# WHAT YOU WILL DO
For each line in the data that includes "flare", make a copy.

# DATA IN THIS EXERCISE
· · · · ·
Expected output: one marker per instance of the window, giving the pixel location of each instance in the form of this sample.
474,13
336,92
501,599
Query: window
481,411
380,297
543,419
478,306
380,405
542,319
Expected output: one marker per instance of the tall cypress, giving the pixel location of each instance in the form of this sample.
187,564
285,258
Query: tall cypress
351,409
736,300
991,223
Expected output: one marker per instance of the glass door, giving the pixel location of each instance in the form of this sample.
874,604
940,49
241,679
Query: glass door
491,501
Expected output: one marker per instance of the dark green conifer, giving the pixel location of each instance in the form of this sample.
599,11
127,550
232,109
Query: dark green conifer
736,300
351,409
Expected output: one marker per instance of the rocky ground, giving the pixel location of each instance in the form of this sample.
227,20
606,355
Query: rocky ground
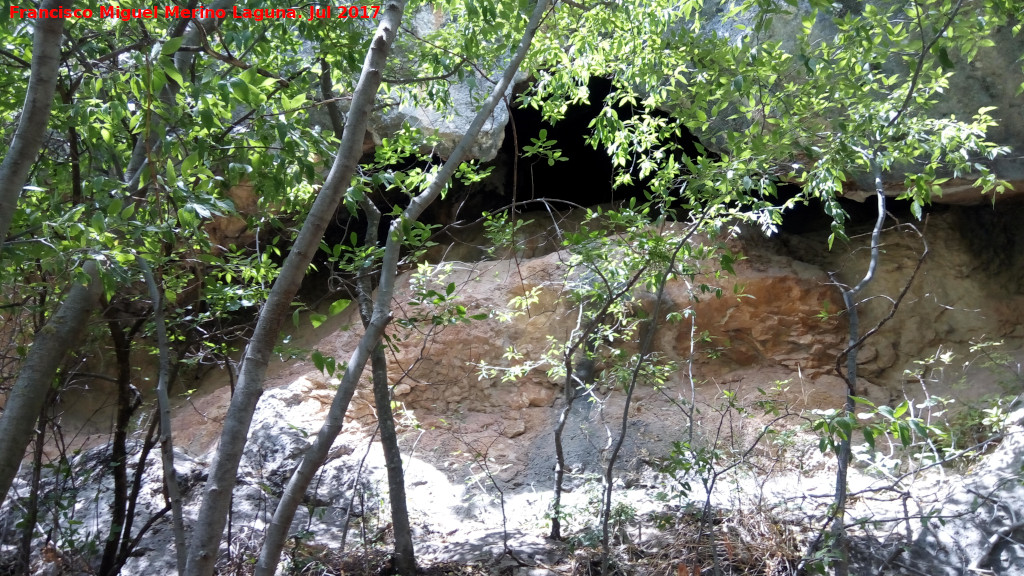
472,444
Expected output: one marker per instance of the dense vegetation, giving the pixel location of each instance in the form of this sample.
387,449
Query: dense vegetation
127,138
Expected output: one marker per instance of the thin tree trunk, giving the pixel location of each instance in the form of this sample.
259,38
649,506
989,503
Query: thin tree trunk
31,518
216,500
164,406
35,115
316,454
60,334
842,567
404,554
119,448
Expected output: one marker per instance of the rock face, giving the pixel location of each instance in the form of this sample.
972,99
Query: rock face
783,325
992,79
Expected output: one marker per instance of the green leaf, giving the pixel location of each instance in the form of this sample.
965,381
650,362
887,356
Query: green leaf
240,89
943,56
171,72
171,46
338,305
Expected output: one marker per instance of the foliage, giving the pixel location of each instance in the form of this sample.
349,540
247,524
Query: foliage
156,147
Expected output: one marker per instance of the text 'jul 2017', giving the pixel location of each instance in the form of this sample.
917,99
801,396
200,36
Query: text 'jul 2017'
116,12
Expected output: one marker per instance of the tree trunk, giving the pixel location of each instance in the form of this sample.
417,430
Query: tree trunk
119,448
404,553
164,407
61,333
316,454
35,115
404,557
216,500
839,544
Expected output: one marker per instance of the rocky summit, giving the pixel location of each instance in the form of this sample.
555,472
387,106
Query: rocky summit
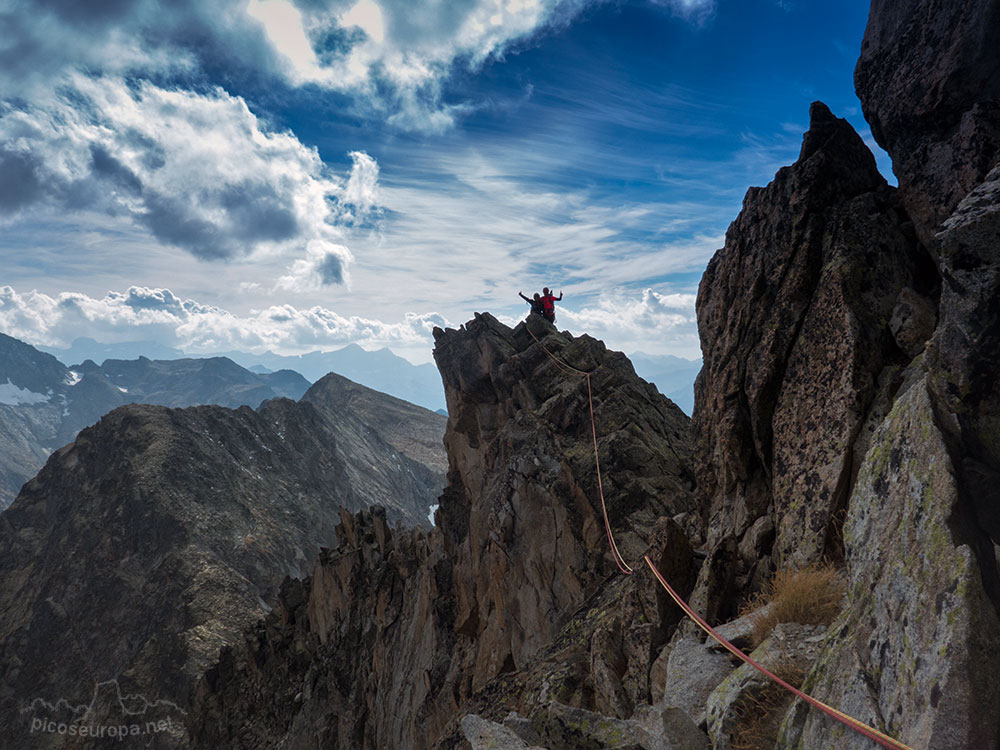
848,413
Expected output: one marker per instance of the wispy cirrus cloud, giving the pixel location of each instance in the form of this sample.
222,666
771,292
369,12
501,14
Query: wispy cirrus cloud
199,171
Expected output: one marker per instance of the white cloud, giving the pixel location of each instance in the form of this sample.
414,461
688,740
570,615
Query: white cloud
197,170
158,315
325,264
654,322
391,54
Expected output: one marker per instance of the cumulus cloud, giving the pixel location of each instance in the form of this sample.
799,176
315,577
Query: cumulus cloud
697,10
651,310
199,171
391,54
650,321
159,315
325,264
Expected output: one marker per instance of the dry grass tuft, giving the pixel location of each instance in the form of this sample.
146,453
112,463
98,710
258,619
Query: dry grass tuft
760,713
812,595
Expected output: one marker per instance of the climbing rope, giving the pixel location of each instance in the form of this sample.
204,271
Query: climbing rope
623,566
849,721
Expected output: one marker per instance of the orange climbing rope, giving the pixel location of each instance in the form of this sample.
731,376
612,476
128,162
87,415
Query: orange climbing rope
849,721
623,566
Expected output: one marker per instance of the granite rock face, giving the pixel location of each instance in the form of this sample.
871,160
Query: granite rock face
793,315
510,601
913,653
929,83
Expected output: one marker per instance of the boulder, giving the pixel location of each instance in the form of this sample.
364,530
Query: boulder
929,83
793,315
913,654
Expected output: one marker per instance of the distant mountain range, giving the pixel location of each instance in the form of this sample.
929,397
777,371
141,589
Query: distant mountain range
44,403
380,369
673,376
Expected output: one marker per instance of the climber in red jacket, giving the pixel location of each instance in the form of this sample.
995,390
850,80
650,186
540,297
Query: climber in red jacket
549,305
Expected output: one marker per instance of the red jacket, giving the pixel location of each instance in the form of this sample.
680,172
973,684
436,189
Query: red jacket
549,302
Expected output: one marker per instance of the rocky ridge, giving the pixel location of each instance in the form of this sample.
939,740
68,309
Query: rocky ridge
159,534
512,596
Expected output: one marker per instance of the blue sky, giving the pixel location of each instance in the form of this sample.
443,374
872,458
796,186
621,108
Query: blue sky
302,175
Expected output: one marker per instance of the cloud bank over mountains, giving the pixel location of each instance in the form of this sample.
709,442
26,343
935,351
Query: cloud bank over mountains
160,316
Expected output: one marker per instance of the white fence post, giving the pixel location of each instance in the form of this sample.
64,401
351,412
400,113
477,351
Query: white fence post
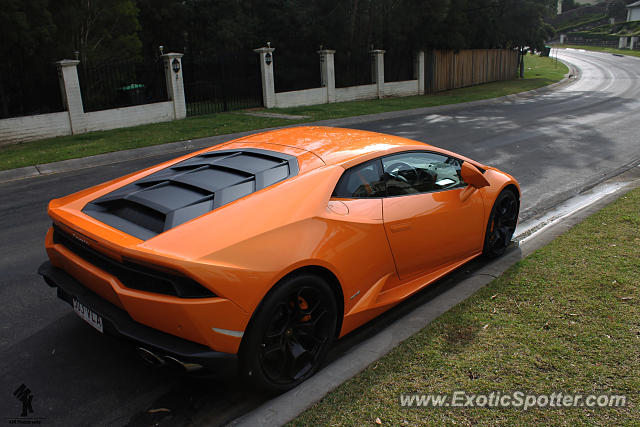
266,70
418,71
175,83
622,43
377,68
328,73
71,95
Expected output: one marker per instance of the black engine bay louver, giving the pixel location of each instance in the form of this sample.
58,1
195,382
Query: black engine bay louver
188,189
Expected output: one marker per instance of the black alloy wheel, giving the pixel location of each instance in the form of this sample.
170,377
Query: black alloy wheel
501,225
290,334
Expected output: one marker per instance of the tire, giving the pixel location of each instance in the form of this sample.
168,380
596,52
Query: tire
501,224
290,334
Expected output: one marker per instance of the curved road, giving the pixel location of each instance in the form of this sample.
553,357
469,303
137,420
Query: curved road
555,143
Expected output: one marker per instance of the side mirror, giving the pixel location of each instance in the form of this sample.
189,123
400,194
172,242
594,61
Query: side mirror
472,176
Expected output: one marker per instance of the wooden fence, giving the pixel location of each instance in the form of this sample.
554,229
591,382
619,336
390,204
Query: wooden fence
447,70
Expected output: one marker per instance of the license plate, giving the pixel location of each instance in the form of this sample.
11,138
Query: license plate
88,315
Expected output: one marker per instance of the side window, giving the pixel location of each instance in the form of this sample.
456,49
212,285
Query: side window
365,180
415,172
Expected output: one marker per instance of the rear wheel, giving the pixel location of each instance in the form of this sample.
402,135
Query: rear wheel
501,225
290,333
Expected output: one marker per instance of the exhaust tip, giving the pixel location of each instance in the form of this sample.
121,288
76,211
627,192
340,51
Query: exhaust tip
150,358
188,367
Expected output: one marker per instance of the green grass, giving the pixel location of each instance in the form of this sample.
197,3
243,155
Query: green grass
601,49
540,72
567,318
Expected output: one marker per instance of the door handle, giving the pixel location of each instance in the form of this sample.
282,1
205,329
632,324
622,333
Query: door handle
403,226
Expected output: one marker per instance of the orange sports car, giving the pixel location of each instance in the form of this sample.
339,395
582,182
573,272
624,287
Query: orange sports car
262,251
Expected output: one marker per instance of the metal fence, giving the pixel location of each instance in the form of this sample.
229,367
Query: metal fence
353,68
225,82
296,70
29,91
399,65
117,84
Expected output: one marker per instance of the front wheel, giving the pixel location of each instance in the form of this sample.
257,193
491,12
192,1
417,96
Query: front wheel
501,225
290,334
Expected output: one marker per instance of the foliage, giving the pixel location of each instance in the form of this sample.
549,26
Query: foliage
36,33
539,72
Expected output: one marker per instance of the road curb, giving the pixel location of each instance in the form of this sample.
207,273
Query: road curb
288,406
190,145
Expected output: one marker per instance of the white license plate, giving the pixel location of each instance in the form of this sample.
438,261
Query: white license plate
88,315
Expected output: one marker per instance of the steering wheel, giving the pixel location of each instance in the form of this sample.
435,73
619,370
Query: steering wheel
395,168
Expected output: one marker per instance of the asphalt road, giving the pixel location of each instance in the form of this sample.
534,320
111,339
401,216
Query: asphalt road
555,144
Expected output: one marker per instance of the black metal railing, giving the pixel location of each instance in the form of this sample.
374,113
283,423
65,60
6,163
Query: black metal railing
398,66
353,68
296,71
117,84
28,91
224,82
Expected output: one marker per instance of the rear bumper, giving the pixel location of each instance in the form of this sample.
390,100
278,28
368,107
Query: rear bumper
118,323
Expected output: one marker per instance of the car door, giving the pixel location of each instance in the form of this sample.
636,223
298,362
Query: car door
430,219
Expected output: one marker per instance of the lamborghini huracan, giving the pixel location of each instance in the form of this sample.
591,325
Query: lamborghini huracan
258,253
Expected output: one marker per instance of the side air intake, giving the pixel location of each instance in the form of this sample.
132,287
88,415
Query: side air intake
188,189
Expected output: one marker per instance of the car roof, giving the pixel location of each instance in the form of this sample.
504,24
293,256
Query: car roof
336,145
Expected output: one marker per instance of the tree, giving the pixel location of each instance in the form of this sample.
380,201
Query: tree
99,30
26,31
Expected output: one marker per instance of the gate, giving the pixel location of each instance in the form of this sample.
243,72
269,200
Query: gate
225,82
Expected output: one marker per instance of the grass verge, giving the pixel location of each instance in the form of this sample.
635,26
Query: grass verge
566,318
611,50
539,72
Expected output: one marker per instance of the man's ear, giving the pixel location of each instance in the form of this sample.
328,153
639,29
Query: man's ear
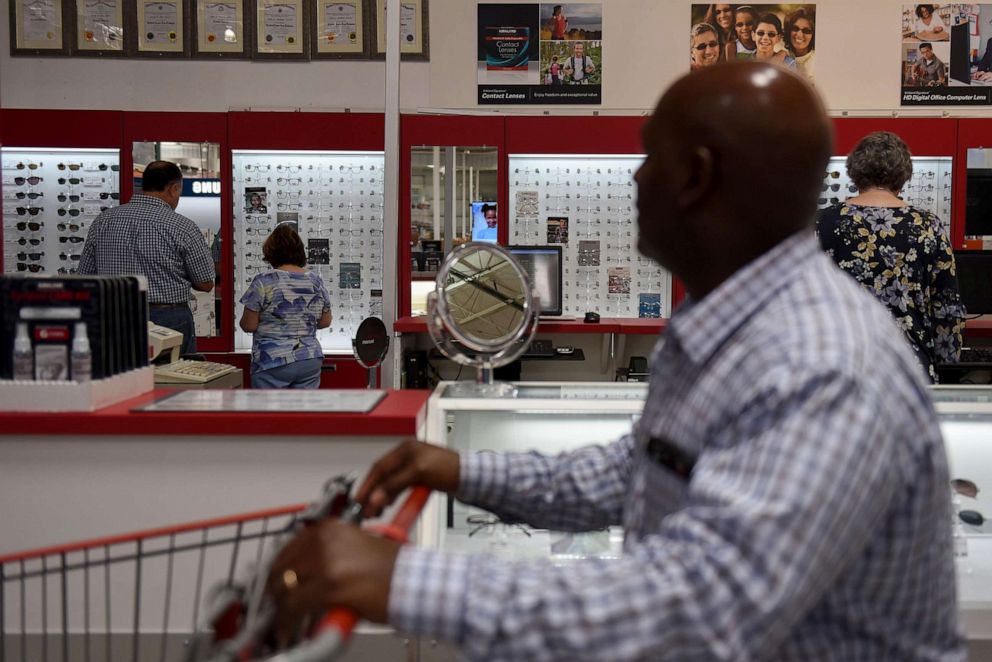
700,174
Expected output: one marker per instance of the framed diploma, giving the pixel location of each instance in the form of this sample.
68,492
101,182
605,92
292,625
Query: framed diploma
413,28
219,29
98,27
161,28
37,28
340,29
281,30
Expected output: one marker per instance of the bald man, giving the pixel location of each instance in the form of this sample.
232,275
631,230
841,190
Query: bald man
784,494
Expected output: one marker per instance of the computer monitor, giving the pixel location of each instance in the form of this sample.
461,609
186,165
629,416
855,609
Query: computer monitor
543,267
975,280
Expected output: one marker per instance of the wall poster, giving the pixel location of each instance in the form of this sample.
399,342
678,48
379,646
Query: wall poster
946,56
531,53
781,33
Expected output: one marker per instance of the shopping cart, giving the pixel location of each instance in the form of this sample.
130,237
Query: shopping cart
186,593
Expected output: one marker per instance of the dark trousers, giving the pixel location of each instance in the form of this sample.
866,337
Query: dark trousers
178,319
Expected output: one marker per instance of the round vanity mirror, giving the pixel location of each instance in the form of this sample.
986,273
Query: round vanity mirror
482,313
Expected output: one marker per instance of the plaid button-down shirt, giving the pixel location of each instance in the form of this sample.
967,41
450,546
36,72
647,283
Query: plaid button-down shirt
815,524
145,236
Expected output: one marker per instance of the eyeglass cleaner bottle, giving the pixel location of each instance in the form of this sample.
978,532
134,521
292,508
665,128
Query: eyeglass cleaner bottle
23,355
81,358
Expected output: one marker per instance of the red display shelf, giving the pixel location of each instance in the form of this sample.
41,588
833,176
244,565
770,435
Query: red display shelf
399,413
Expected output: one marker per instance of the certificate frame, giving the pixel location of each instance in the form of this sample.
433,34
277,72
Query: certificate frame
419,48
142,46
321,49
56,43
85,44
204,47
262,47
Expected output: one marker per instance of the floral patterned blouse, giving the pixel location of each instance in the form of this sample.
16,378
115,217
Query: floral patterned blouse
903,257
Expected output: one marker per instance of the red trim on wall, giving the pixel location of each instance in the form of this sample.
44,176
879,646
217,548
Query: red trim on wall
399,413
574,135
62,128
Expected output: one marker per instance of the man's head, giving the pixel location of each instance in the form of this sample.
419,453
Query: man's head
163,180
735,161
704,45
489,213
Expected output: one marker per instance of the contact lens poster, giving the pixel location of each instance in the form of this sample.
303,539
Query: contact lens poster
784,34
530,53
946,60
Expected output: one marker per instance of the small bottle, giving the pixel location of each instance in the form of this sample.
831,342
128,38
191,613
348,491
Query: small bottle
23,355
81,359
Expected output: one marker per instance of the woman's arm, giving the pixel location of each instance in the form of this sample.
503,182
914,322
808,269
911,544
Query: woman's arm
249,320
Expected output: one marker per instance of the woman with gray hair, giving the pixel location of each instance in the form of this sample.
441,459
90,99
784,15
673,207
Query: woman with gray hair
898,252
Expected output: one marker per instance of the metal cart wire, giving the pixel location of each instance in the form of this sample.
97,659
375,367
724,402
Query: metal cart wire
174,594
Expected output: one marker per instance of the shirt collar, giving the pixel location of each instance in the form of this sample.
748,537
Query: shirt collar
700,327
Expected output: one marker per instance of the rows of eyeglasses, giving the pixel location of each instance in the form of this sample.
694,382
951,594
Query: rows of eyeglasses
335,202
49,200
586,205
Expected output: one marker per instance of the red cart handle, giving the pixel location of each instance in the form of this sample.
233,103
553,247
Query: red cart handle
344,620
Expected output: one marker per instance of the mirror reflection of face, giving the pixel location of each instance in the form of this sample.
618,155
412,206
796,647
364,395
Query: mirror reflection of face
802,35
724,16
705,49
766,36
745,26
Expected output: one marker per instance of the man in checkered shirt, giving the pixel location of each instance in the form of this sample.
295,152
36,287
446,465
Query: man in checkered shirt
785,494
147,236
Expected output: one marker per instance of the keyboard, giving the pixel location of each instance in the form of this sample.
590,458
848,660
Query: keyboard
540,349
976,355
185,371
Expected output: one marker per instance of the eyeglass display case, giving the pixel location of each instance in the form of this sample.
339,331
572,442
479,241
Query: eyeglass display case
334,200
555,417
50,197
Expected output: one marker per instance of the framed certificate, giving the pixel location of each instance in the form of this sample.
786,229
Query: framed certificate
281,30
37,28
220,29
340,29
98,27
162,28
413,29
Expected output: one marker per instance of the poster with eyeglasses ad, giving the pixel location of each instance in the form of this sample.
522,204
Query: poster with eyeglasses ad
540,54
781,33
946,55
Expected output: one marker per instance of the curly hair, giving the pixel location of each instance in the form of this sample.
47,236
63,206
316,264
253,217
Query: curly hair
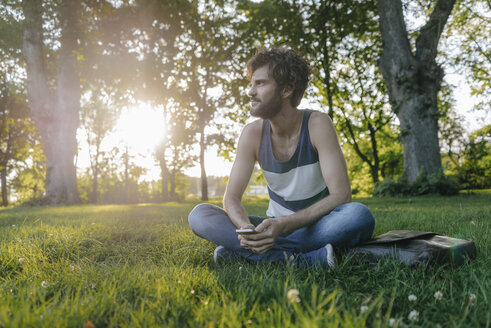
286,67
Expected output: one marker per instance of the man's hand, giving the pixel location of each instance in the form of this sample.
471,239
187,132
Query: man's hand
265,237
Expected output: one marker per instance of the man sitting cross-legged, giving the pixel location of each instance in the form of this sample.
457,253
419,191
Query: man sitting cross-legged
310,208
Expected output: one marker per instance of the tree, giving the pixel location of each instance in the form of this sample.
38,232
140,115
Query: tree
16,131
413,81
98,118
205,49
476,167
55,104
467,47
176,153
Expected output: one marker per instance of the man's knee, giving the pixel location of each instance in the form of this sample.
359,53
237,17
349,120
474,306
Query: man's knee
364,218
197,216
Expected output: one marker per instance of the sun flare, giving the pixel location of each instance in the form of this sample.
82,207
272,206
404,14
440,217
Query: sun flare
· · · · ·
# RESPONSE
Expected output: one marker per instance of the sun flare, giving the pixel location of each instance in the form of this sample.
Query: sun flare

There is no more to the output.